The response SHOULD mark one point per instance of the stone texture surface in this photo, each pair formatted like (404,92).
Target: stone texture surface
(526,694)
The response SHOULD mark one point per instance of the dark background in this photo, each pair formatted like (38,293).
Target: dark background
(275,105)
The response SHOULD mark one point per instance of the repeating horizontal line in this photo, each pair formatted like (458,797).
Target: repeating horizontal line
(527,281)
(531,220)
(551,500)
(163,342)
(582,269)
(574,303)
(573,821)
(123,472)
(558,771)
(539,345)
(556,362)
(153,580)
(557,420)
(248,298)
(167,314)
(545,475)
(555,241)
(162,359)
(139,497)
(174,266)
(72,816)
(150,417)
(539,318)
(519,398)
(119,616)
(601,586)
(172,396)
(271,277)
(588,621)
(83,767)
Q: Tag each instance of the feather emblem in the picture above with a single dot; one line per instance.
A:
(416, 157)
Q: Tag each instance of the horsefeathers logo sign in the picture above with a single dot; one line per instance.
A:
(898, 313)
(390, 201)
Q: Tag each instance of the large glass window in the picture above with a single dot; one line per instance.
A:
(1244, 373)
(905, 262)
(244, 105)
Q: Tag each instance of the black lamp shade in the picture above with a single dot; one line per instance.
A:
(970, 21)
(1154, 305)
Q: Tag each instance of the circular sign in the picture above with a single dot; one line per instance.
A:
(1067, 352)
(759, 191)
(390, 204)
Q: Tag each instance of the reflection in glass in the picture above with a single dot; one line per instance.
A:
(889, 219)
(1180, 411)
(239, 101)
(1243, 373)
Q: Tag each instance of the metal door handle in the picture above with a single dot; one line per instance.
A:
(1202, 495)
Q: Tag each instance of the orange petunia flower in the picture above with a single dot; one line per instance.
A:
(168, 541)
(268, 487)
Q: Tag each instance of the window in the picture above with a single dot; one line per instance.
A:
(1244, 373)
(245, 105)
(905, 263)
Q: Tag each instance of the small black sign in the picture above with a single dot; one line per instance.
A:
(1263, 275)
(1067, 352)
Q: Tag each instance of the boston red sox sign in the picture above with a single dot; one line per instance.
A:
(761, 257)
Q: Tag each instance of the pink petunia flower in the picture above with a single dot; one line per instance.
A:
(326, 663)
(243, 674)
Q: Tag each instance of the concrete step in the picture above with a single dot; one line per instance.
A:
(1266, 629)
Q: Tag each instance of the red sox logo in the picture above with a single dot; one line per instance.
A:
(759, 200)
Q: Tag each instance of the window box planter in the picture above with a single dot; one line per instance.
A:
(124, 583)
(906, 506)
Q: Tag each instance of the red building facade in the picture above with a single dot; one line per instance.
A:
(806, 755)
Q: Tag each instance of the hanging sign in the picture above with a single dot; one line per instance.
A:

→ **Work instructions**: Write the data back out verbatim.

→ **Response to the task**:
The response SHOULD mark one point per instance of the stone texture surface in this photo, each pair formatted like (404,92).
Target: stone texture surface
(526,694)
The response SHOULD mark one point per instance of the dark background in this photo, each pair formatted like (38,293).
Target: dark background
(275,105)
The response SHOULD mark one point per instance of the repeating horizontal line in this photo, each pair formatted like (458,797).
Target: repeating horizontal line
(527,281)
(531,220)
(551,500)
(163,342)
(582,269)
(574,303)
(573,821)
(123,472)
(558,771)
(539,345)
(556,362)
(153,580)
(557,420)
(248,298)
(167,314)
(545,475)
(555,241)
(162,359)
(139,497)
(174,266)
(72,816)
(150,417)
(539,318)
(519,398)
(119,616)
(601,586)
(172,396)
(271,277)
(588,621)
(83,767)
Q: Tag each instance of the feather emblem in the picture above with a single dot; one line per instance.
A:
(416, 157)
Q: Tag each instance of the horsefeathers logo sign in the picture above with a single dot; one line per instance.
A:
(898, 313)
(390, 201)
Q: Tag each instance of the large glass window in the picture above with a single dot; one line per instance.
A:
(1244, 373)
(905, 262)
(244, 105)
Q: Tag each instance of the black lamp shade in the picture above with a single dot; one line per instance.
A:
(970, 21)
(1154, 305)
Q: Tag each instance of the circular sign in the picture above with a single dot; one line per instance.
A:
(1067, 352)
(759, 191)
(390, 204)
Q: Tag each instance of the reflection in glass in the picture above with a single dot; one line per instance.
A:
(889, 219)
(1180, 411)
(239, 101)
(1243, 373)
Q: Tag each instance of the metal door handle in the picture above with a single dot; one line per instance.
A:
(1202, 495)
Q: Tag each instance of the orange petunia flower in the picture above with a single dot; one line per instance.
A:
(168, 541)
(268, 487)
Q: Tag each instance of the window in the picture above with a single dot; one line per instance.
A:
(1244, 373)
(245, 105)
(905, 263)
Q: Tag each instance of the small black sign in the picture above with a single dot; one line per instance.
A:
(1263, 275)
(1067, 352)
Q: Tag each instance of the boston red sox sign in the picture above with a single dot; one line per instance.
A:
(761, 257)
Q: Tag each instance of the pink petunia flower in the picture above with a single dot; one line per instance.
A:
(326, 663)
(243, 674)
Q: Tag each instance of the concrete step in the picture above with a single dot; one line per instance.
A:
(1266, 629)
Q: Tag each instance of the red sox logo in the picture above with a single dot; one line per instance.
A:
(759, 200)
Q: Tag each instance of the window box planter in the picture above with a single dot; one line per instance.
A:
(124, 583)
(906, 506)
Q: Tag each instance of the red building facade in the picture above with a single dot; one line per instance.
A:
(806, 755)
Q: Tag each instance of the hanging sign in the picture above with a single dot; one line per instance.
A:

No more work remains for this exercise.